THE TASK:
Copy all the items below, substituting "with a pin" for "with a marker" wherever it occurs and leaving everything else unchanged.
□ □ □ □ □ □ □
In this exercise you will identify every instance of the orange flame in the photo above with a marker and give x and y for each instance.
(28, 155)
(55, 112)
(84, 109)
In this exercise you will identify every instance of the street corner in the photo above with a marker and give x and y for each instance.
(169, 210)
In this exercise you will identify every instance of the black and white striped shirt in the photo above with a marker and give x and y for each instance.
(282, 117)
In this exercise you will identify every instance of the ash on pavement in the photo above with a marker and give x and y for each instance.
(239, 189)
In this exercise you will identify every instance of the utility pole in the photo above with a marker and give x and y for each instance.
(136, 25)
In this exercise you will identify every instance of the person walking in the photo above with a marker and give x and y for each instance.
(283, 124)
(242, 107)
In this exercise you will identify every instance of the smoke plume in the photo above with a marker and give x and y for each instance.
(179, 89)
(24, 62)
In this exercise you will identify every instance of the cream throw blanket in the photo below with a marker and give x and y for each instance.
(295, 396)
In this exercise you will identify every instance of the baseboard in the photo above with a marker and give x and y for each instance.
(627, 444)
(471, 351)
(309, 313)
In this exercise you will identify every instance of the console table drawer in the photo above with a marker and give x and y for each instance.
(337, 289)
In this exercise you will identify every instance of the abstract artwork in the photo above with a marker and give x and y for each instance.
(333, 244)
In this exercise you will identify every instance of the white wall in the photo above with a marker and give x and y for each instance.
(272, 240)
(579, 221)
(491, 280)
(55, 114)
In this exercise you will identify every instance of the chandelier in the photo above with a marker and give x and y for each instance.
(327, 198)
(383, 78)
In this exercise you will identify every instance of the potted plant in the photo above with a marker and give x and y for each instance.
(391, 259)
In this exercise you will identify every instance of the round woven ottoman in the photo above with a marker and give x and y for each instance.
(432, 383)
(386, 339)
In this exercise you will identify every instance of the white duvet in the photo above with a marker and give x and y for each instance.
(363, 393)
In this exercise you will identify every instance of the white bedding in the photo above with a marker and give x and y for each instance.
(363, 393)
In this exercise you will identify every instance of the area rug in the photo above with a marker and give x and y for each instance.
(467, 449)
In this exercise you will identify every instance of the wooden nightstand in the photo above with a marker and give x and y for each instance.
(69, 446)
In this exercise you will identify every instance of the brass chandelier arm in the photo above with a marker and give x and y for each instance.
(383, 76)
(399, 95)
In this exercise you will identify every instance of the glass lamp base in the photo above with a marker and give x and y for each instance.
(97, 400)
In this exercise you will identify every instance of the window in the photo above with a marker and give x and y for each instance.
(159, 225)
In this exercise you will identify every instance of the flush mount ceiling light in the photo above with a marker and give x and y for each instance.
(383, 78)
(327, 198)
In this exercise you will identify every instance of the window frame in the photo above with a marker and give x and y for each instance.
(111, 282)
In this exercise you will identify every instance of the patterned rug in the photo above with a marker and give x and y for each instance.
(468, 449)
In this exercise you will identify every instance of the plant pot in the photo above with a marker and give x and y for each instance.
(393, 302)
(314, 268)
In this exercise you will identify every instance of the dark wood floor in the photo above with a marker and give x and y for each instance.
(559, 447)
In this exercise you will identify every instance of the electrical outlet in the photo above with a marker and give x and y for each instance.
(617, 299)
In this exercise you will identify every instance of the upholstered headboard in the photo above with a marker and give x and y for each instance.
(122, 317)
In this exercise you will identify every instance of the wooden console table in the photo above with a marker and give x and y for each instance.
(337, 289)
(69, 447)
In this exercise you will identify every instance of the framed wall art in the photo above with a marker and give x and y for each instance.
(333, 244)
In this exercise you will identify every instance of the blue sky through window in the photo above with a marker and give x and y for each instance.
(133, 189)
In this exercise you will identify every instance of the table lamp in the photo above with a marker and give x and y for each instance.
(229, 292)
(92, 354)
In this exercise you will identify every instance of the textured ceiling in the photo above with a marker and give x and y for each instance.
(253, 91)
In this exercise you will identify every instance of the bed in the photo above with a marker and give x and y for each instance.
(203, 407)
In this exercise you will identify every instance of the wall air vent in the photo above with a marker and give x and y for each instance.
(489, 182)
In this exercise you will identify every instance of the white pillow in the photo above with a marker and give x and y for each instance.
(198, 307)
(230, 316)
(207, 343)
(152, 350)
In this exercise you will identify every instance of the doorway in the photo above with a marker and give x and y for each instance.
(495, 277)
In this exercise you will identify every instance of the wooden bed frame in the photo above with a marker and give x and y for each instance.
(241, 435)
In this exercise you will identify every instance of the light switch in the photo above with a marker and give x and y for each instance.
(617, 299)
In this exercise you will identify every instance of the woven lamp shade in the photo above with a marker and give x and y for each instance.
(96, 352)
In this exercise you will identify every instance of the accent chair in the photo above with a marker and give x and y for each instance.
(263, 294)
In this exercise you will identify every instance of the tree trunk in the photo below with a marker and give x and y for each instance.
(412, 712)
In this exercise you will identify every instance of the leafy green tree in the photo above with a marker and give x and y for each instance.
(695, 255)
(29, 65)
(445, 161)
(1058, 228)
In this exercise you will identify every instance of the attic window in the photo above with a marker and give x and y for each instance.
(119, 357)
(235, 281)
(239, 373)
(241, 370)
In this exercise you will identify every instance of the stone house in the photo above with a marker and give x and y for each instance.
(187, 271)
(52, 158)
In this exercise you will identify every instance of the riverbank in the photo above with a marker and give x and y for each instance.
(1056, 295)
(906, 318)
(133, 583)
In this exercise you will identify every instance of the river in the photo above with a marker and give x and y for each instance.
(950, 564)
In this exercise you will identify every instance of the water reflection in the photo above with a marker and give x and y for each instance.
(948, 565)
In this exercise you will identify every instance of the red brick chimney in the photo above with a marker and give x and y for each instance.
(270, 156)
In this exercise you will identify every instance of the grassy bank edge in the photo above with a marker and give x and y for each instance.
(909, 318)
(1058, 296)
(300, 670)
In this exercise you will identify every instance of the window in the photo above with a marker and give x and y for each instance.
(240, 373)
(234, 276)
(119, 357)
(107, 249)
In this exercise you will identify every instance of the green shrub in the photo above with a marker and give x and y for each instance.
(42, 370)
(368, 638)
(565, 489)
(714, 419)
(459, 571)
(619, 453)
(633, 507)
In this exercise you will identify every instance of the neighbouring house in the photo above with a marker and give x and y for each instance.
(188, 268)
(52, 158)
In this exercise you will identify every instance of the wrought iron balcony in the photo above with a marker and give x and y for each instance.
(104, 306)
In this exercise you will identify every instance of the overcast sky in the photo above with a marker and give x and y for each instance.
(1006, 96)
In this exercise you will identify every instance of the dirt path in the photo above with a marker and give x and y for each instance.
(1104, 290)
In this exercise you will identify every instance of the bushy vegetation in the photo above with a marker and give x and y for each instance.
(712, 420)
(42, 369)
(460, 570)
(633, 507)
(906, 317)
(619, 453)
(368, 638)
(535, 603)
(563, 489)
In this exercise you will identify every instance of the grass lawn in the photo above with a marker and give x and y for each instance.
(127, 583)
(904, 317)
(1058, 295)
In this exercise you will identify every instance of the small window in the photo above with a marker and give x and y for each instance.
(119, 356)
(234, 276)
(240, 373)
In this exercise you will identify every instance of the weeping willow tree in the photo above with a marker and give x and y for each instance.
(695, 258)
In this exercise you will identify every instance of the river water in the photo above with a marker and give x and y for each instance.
□ □ □ □ □ □ □
CORRECT RESPONSE:
In this exercise you will identify every instance of the orange flame in the photo above with a pin and give x and y for each instance.
(28, 155)
(55, 112)
(84, 109)
In this exercise you will identify every instance of the street corner in the photo above with a pin and give x and y for each instance.
(169, 210)
In this exercise you will identify every instance of the black and white striped shirt in the photo above with a pin and give x and y for each instance.
(282, 117)
In this exercise you will identify every instance of the ash on pavement in the photo above with a pin and give x and y for each instance.
(239, 189)
In this exercise you will identify every instance of the utility pole in the photo above with a pin and give x and y for each instance.
(136, 25)
In this exercise you will identify every instance of the person walking in the photo above with a pin and give x and y for each instance.
(283, 124)
(242, 107)
In this exercise you will identify every instance of the smoke plume in the photo above with a pin and give x and y for each instance.
(179, 89)
(24, 62)
In this exercise you will identify every instance of the cream throw blanket in the photo below with a pin and give x and y for each instance.
(295, 396)
In this exercise you will identify every instance of the baseboard in the photo above with a pin and give x and y for each instance.
(627, 444)
(471, 351)
(309, 313)
In this exercise you will identify every instance of the console table drawer in the photo above with a pin and give x and y for each instance.
(337, 289)
In this exercise you will identify every instance of the abstract artwork in the photo above with a pin and give x and y for each instance.
(333, 244)
In this exercise you will identify every instance of the white wall in the photo above with a pin and give x and y for each instance.
(272, 240)
(579, 221)
(491, 280)
(55, 114)
In this exercise you will identify every instance of the chandelier in the photo above with a pin and give x and y for each instance.
(327, 198)
(383, 78)
In this exercise you will identify every instance of the potted plant in the photo above with a pin and give x and y for each instance.
(391, 259)
In this exercise you will identify every instance of the round woven ottoman in the photo above with a pin and give x and y for each instance.
(432, 383)
(386, 339)
In this exercise you will identify every instance of the white duvet in the photo above with a pin and give x and y for each instance.
(363, 393)
In this exercise you will identify every instance of the white bedding in the photo above with a pin and give x and y for each instance.
(363, 393)
In this exercise you will identify every instance of the area rug in the photo above with a pin and give x and y for each instance.
(467, 449)
In this exercise you will identify every instance of the wooden nightstand in the photo above with a pin and give x and y for each instance.
(69, 446)
In this exercise you will identify every instance of the brass chandelier arm in the photo above with a pin and give x and y for each instance.
(383, 76)
(399, 95)
In this exercise you will identify every instance of the glass lamp base in the photo above with a pin and give x and y for each instance.
(97, 400)
In this exercise you will identify every instance of the window in the photo above with a pin and give x and y for each instance.
(159, 225)
In this exercise you will identify every instance of the flush mount ceiling light in the photo above with a pin and give x and y for each instance.
(383, 78)
(327, 198)
In this exercise you will identify every instance of the window frame in the photo above with a pin and give x and y for each instance.
(111, 282)
In this exercise you will identify every instance of the patterned rug in the photo above with a pin and give x and y for each instance.
(468, 449)
In this exercise you will identify every instance of the plant pot in the photo above with a pin and give x and y for each instance.
(393, 302)
(314, 268)
In this exercise you will identify every instance of the dark wood floor in the photo above with a pin and give x and y for each instance.
(559, 447)
In this exercise you will identify every instance of the electrical outlet in the photo above with a pin and give x and y for each instance.
(617, 299)
In this exercise you will identify every instance of the upholstered headboard in the photo above with a pin and give x and y for each instance.
(122, 317)
In this exercise you will identify every instance of the wooden console table in the photo above with a pin and give x and y for each instance.
(337, 289)
(69, 447)
In this exercise you will identify every instance of the framed wall art in the photo above with a pin and give x and y for each instance.
(333, 244)
In this exercise you will identify every instance of the blue sky through window in the photo above with a pin and give x and y for each instance.
(133, 189)
In this exercise you will identify every instance of the table lamp in the photo above with a pin and give x and y for each instance.
(229, 292)
(92, 354)
In this exercise you will identify every instance of the textured ceiling in the photo above with a pin and give x and y for each instance.
(253, 91)
In this exercise you will identify every instance of the bed in the photo above with a pin and give x and y for each instance.
(203, 407)
In this exercise you will identify every instance of the wall air vent in the photo above with a pin and give x and y for each instance.
(489, 182)
In this exercise you will identify every instance of the white pillow in the photo above with a pin and give x and y for each instance.
(198, 307)
(230, 316)
(207, 343)
(152, 350)
In this exercise you will identify every instance of the doorway in the photo above with a pin and give x and y for each instance.
(495, 277)
In this exercise you will identify every instance of the wooden bed frame in the photo above with a pin and give x and y for each instance.
(241, 435)
In this exercise you will identify every instance of the light switch in the photo above with a pin and give x and y for each instance.
(617, 299)
In this exercise you will identify every instance of the woven lamp shade in the photo above with a pin and give x and y for each instance.
(96, 352)
In this exercise you will identify every instance of the accent chair in the photo above with a pin and give x and y for each instance.
(263, 294)
In this exercise you will identify every instance of the tree trunk in the photo below with a pin and give x and y for each instance.
(412, 712)
In this exercise you will identify every instance of the leafy green tree in the photo above with a pin and give x and y for each instance.
(695, 255)
(29, 65)
(445, 161)
(1058, 228)
In this exercise you will identify every instance of the attic window in the photo above with a pin and give x and y for each instance.
(119, 357)
(235, 281)
(239, 373)
(241, 370)
In this exercise you will identify every instance of the stone house in the photo above with a pin and give x and y for each instance.
(187, 271)
(52, 158)
In this exercise you will identify every instance of the riverbank in the photo above with a pin and give x and y for each instance.
(1056, 295)
(906, 318)
(133, 583)
In this exercise you will identify every instance of the river in the photo above with a pin and give x and y for each instance.
(950, 564)
In this exercise you will identify every instance of the water reflection in the photo above with a pin and give x and y for each instance.
(948, 565)
In this exercise you will identify every instance of the red brick chimney in the photo above with a pin and give x and y for each instance.
(270, 156)
In this exercise you will identify every instance of the grassy bank edge in the photo above with a pin and give x and y for each instance.
(909, 318)
(1058, 296)
(300, 670)
In this exercise you will identify every instance of the window in the photo above with a pin and give x and y for each instance.
(240, 373)
(234, 276)
(119, 357)
(107, 249)
In this exercise you will identify every instance of the green shrub in the photo above with a pin and give x and y for each instance.
(42, 370)
(368, 638)
(565, 489)
(714, 419)
(459, 571)
(619, 453)
(633, 507)
In this exercise you will identify every instance of the neighbouring house in the photo above with a pin and give x and y for each instance.
(188, 268)
(52, 158)
In this exercise you will identify every instance of the wrought iron balcony in the photo above with a pin and give x and y for each instance.
(104, 306)
In this exercise you will identify every instance of the overcast sky in the photo above with a pin and give x and y for each instance.
(1006, 96)
In this exercise you will identify every instance of the dirt path in the photo above with a pin and give x and y for each instance.
(1104, 290)
In this exercise you will identify every instance of the bushy vegetation in the photo above with a pin and give x and y for each instance.
(712, 420)
(42, 369)
(460, 570)
(633, 507)
(906, 317)
(619, 453)
(368, 638)
(535, 603)
(563, 489)
In this exercise you will identify every instance of the grass lawn in the photo above with a pin and give x and y for each instance.
(127, 583)
(904, 317)
(1058, 295)
In this exercise you will identify every instance of the small window in the photo above with a pin and give x and y for each instance.
(119, 356)
(234, 276)
(240, 373)
In this exercise you will identify every instance of the weeping willow tree in the photo above with a pin and give x and y for each instance.
(695, 258)
In this exercise you will identify every instance of the river water in the photo above with a pin and give x and y for each instance.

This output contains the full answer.